--- start EXCERPT PROVIDED ---
RE: [Intel-gfx] [PATCH v3 3/3] drm/doc/rfc: VM_BIND uapi definition

"Zeng, Oak" <oak.zeng@xxxxxxxxx> · Tue, 28 Jun 2022 13:53:07 +0000

Thanks,
Oak

> -----Original Message-----
> From: Tvrtko Ursulin <tvrtko.ursulin@xxxxxxxxxxxxxxx>
> Sent: June 28, 2022 4:58 AM
> To: Zeng, Oak <oak.zeng@xxxxxxxxx>; Landwerlin, Lionel G
> <lionel.g.landwerlin@xxxxxxxxx>; Vishwanathapura, Niranjana
> <niranjana.vishwanathapura@xxxxxxxxx>
> Cc: Zanoni, Paulo R <paulo.r.zanoni@xxxxxxxxx>; intel-
> gfx@xxxxxxxxxxxxxxxxxxxxx; dri-devel@xxxxxxxxxxxxxxxxxxxxx; Hellstrom,
> Thomas <thomas.hellstrom@xxxxxxxxx>; Wilson, Chris P
> <chris.p.wilson@xxxxxxxxx>; Vetter, Daniel <daniel.vetter@xxxxxxxxx>;
> christian.koenig@xxxxxxx; Auld, Matthew <matthew.auld@xxxxxxxxx>
> Subject: Re: [Intel-gfx] [PATCH v3 3/3] drm/doc/rfc: VM_BIND uapi definition
> 
> 
> On 27/06/2022 19:58, Zeng, Oak wrote:
> >
> >
> > Thanks,
> > Oak
> >
> >> -----Original Message-----
> >> From: Tvrtko Ursulin <tvrtko.ursulin@xxxxxxxxxxxxxxx>
> >> Sent: June 27, 2022 4:30 AM
> >> To: Zeng, Oak <oak.zeng@xxxxxxxxx>; Landwerlin, Lionel G
> >> <lionel.g.landwerlin@xxxxxxxxx>; Vishwanathapura, Niranjana
> >> <niranjana.vishwanathapura@xxxxxxxxx>
> >> Cc: Zanoni, Paulo R <paulo.r.zanoni@xxxxxxxxx>; intel-
> >> gfx@xxxxxxxxxxxxxxxxxxxxx; dri-devel@xxxxxxxxxxxxxxxxxxxxx;
> >> Hellstrom, Thomas <thomas.hellstrom@xxxxxxxxx>; Wilson, Chris P
> >> <chris.p.wilson@xxxxxxxxx>; Vetter, Daniel <daniel.vetter@xxxxxxxxx>;
> >> christian.koenig@xxxxxxx; Auld, Matthew <matthew.auld@xxxxxxxxx>
> >> Subject: Re: [Intel-gfx] [PATCH v3 3/3] drm/doc/rfc: VM_BIND uapi
> >> definition
> >>
> >>
> >> On 24/06/2022 21:23, Zeng, Oak wrote:
> >>> Let's compare "tlb invalidate at vm unbind" vs "tlb invalidate at
> >>> backing
> >> storage":
> >>>
> >>> Correctness:
> >>> consider this sequence of:
> >>> 1. unbind va1 from pa1,
> >>> 2. then bind va1 to pa2. //user space has the freedom to do this as
> >>> it manages virtual address space 3. Submit shader code using va1, 4.
--- end EXCERPT PROVIDED ---
--- start INFORMATION SHOWN ---
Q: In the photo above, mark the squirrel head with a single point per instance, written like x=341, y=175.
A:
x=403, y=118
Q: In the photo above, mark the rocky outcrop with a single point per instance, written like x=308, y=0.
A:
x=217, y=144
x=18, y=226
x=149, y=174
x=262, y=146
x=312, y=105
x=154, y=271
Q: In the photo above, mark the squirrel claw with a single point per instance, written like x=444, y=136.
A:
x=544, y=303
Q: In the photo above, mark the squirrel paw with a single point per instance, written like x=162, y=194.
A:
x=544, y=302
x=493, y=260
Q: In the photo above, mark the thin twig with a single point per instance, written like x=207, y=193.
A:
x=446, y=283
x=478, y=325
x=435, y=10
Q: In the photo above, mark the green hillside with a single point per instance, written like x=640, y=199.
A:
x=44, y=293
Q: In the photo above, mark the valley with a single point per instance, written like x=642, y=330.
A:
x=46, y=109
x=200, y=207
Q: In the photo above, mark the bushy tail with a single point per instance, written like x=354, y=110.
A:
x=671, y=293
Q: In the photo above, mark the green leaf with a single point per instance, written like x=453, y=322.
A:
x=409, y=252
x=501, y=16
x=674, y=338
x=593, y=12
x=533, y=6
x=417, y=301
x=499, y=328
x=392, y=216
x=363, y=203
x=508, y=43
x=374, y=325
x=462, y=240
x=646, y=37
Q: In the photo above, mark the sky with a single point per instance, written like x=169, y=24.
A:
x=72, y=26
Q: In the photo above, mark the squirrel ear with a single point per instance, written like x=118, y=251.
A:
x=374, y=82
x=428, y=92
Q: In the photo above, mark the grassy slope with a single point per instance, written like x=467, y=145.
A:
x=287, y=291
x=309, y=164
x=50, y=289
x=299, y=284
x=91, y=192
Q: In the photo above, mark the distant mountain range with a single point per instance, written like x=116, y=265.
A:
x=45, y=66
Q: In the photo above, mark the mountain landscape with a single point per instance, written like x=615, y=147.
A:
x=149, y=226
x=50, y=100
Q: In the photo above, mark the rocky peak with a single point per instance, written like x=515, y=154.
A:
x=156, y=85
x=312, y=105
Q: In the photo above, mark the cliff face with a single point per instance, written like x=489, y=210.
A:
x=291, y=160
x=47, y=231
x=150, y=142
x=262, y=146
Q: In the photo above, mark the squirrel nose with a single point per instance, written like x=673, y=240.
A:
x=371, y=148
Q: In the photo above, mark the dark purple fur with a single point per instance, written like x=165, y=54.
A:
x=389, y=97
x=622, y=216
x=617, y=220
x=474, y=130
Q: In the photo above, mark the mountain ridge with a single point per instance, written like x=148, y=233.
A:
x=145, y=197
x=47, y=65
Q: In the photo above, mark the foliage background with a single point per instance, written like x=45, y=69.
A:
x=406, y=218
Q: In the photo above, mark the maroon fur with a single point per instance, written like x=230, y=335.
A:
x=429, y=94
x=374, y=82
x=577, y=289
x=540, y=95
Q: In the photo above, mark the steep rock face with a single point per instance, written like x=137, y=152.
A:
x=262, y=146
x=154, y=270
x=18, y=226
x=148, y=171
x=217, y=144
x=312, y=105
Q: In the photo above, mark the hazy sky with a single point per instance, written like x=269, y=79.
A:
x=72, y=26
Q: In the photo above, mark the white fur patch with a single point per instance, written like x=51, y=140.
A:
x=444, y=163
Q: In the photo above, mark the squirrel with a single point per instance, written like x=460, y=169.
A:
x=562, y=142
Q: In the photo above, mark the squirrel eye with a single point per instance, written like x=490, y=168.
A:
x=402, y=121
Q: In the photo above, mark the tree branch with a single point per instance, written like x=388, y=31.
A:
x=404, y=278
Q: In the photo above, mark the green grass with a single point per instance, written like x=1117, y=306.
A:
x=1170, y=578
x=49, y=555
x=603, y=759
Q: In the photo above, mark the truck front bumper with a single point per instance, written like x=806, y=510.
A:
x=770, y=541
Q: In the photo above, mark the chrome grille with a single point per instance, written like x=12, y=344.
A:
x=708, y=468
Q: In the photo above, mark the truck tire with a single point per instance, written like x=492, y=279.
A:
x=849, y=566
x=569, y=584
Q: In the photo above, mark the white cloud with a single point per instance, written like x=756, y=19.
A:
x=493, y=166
--- end INFORMATION SHOWN ---
In the mailing list thread about the VM_BIND definition, which two approaches does the message of 24/06/2022 set out to compare?

TLB invalidate at VM unbind and TLB invalidate at backing storage.